**JOB**.
Retype every line of the listing below word for word, leaving out the pictures.

**RECORDS TO PROCESS**.
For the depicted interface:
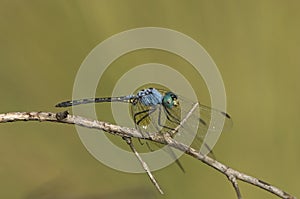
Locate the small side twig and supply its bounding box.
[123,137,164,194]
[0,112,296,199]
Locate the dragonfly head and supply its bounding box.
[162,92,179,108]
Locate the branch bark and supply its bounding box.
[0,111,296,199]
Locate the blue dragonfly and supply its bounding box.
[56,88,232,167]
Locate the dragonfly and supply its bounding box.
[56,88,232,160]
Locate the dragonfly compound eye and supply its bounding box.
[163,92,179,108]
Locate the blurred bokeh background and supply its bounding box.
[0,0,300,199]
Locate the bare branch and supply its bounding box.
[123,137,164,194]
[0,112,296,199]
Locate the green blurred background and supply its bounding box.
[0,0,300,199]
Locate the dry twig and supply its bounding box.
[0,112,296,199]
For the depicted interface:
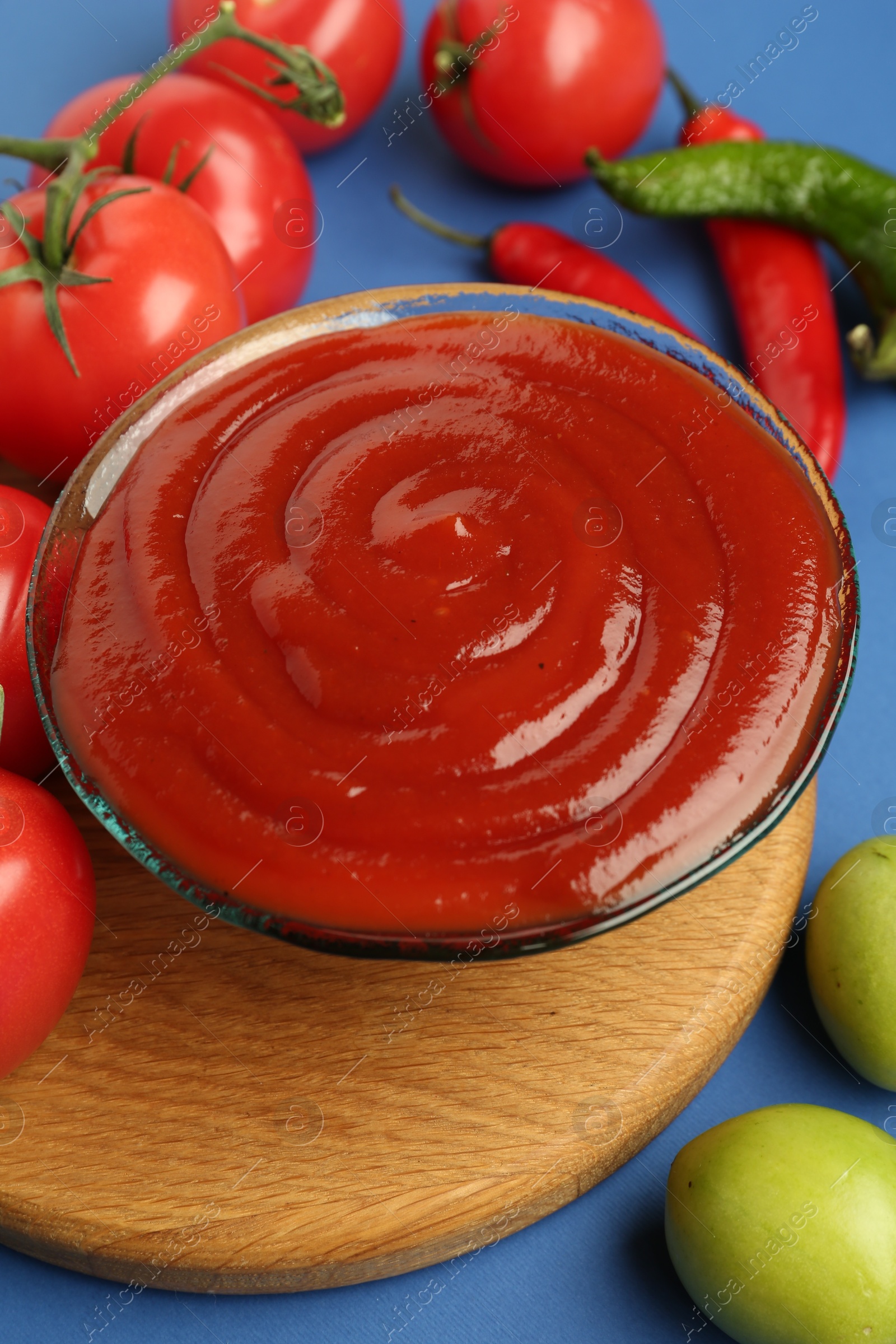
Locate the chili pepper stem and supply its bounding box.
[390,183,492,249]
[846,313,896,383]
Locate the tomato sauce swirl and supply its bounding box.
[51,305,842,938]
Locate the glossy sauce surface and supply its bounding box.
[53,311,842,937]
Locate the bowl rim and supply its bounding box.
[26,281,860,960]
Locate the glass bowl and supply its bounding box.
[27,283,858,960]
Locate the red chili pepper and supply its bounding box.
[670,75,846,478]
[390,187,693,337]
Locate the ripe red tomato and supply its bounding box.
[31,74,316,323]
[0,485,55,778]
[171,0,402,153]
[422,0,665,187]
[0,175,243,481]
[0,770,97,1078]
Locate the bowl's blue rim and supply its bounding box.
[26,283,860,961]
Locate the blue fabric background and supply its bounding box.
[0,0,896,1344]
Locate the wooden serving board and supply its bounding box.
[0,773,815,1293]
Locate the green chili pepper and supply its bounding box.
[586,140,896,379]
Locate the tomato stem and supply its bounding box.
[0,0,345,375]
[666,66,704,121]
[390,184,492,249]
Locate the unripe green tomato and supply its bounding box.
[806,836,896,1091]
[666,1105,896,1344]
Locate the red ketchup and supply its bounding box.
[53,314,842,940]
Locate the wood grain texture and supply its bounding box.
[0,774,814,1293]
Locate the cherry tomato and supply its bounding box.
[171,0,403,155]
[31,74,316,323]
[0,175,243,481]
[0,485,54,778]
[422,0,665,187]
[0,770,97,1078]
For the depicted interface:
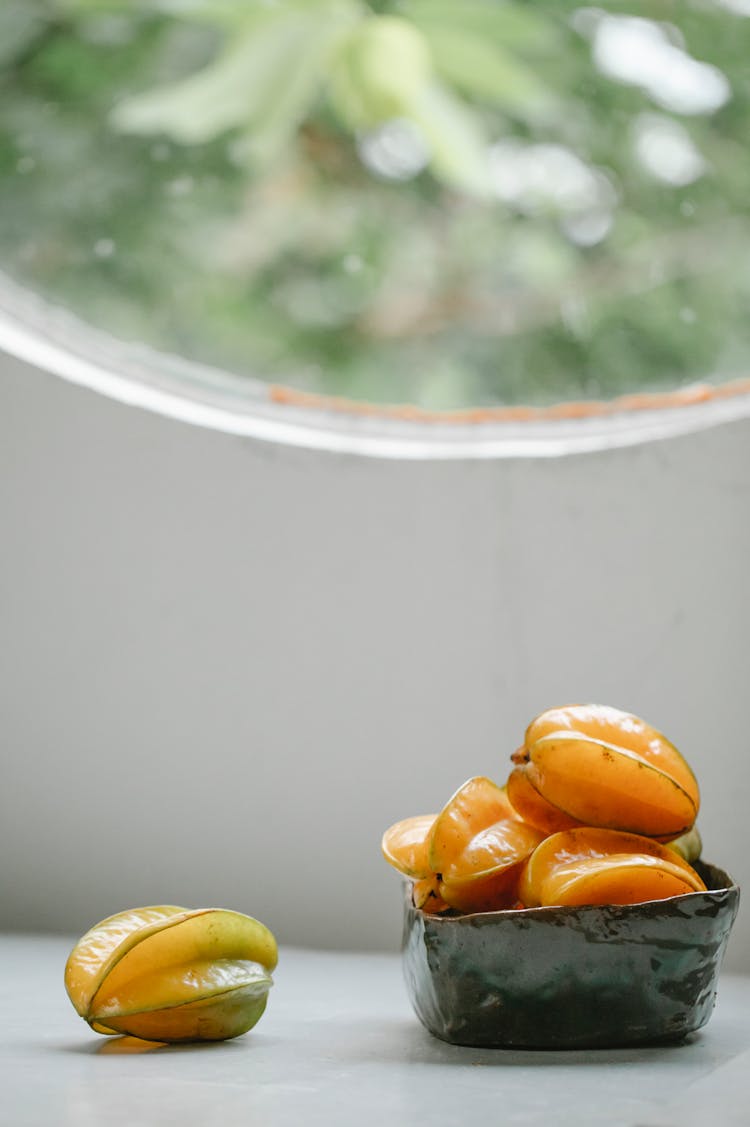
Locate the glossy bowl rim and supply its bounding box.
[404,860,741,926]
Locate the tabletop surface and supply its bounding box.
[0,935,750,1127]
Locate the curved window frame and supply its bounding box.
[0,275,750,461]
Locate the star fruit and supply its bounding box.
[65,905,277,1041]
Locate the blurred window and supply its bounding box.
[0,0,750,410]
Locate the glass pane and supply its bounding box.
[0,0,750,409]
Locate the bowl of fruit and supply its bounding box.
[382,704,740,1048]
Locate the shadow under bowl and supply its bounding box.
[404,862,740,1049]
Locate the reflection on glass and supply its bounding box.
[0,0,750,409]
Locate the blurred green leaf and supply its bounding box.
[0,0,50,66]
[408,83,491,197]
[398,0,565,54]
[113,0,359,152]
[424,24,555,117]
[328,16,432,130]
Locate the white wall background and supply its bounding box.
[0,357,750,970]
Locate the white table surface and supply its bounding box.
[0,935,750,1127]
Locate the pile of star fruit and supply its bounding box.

**EXERCISE OUTPUT**.
For the depicted interface:
Locate the small side twig and supply its bounding box.
[123,137,164,194]
[0,112,296,199]
Locate the dragonfly head and supply its bounding box.
[162,92,179,108]
Locate the branch bark and supply its bounding box.
[0,111,296,199]
Locate the blue dragonfly and supply its bounding box.
[56,88,232,167]
Locate the dragonfly and supply its bounding box.
[56,88,232,160]
Locate the dragonfly compound eye and supply its bounding box.
[163,92,179,108]
Locate the blurred bokeh background and supply its bounding box.
[0,0,300,199]
Locate the bare branch and supply its bounding box.
[123,137,164,194]
[0,112,296,199]
Locate the green blurred background and supply its bounding box.
[0,0,300,199]
Locate the dry twig and supply its bounding box.
[0,112,296,199]
For the depicted interface:
Locate the chili pepper stem and supply its bounding box.
[390,183,492,249]
[846,313,896,383]
Locate the tomato sauce swirl and supply its bounding box.
[51,305,842,938]
Locate the glossy sauce surface and supply its bounding box.
[53,311,842,937]
Locate the bowl rim and supply its bounding box.
[26,281,860,960]
Locate the glass bowl and supply its bounding box.
[27,283,858,960]
Locate the red chili pepper and supply its bounding box.
[670,75,846,478]
[390,187,693,337]
Locate the ripe red tomato and supply its bounding box.
[31,74,316,323]
[0,485,55,778]
[171,0,402,153]
[422,0,665,187]
[0,175,243,481]
[0,770,97,1078]
Locate the bowl's blue rim and supply its bounding box.
[26,283,860,961]
Locate the blue fabric background and supply its bounding box.
[0,0,896,1344]
Locate the wooden serving board and supply its bounding box.
[0,773,815,1293]
Locate the green chili pepper and supply its bounding box.
[586,140,896,379]
Locate the tomato stem and supply its bounding box.
[0,0,345,375]
[666,66,704,121]
[390,184,492,249]
Locate the unripe green tomato and supply its bounding box.
[806,836,896,1091]
[666,1105,896,1344]
Locate the red ketchup and supply its bounding box.
[53,314,842,940]
Locate the wood grain texture and supply its bounding box.
[0,774,814,1293]
Locate the cherry tomato and supply its bounding box.
[171,0,403,155]
[31,74,316,323]
[0,175,243,481]
[0,485,54,778]
[422,0,665,187]
[0,770,97,1078]
For the depicted interface:
Locate the glossy bowl rim and supply its bounding box.
[404,860,741,926]
Locate the tabletop surface and supply its bounding box.
[0,935,750,1127]
Locate the curved window frame and supply its bounding box.
[0,275,750,461]
Locate the star fruit and supply its bounding box.
[65,905,277,1041]
Locate the blurred window and supply its bounding box.
[0,0,750,410]
Locate the glass pane and supply its bounding box.
[0,0,750,409]
Locate the bowl of fruit and supply its bounding box.
[382,704,740,1048]
Locate the shadow under bowl and supply its bounding box.
[404,862,740,1049]
Locate the reflection on glass and supply its bounding box.
[0,0,750,409]
Locate the blurred green leaf and supply its bounding box.
[0,0,50,66]
[408,83,491,197]
[398,0,565,54]
[113,0,359,152]
[424,24,555,117]
[328,16,432,130]
Locate the white wall background and supply its bounding box.
[0,357,750,970]
Locate the white table surface and supply its bounding box.
[0,935,750,1127]
Locate the pile of star fruit and supply its bounding box.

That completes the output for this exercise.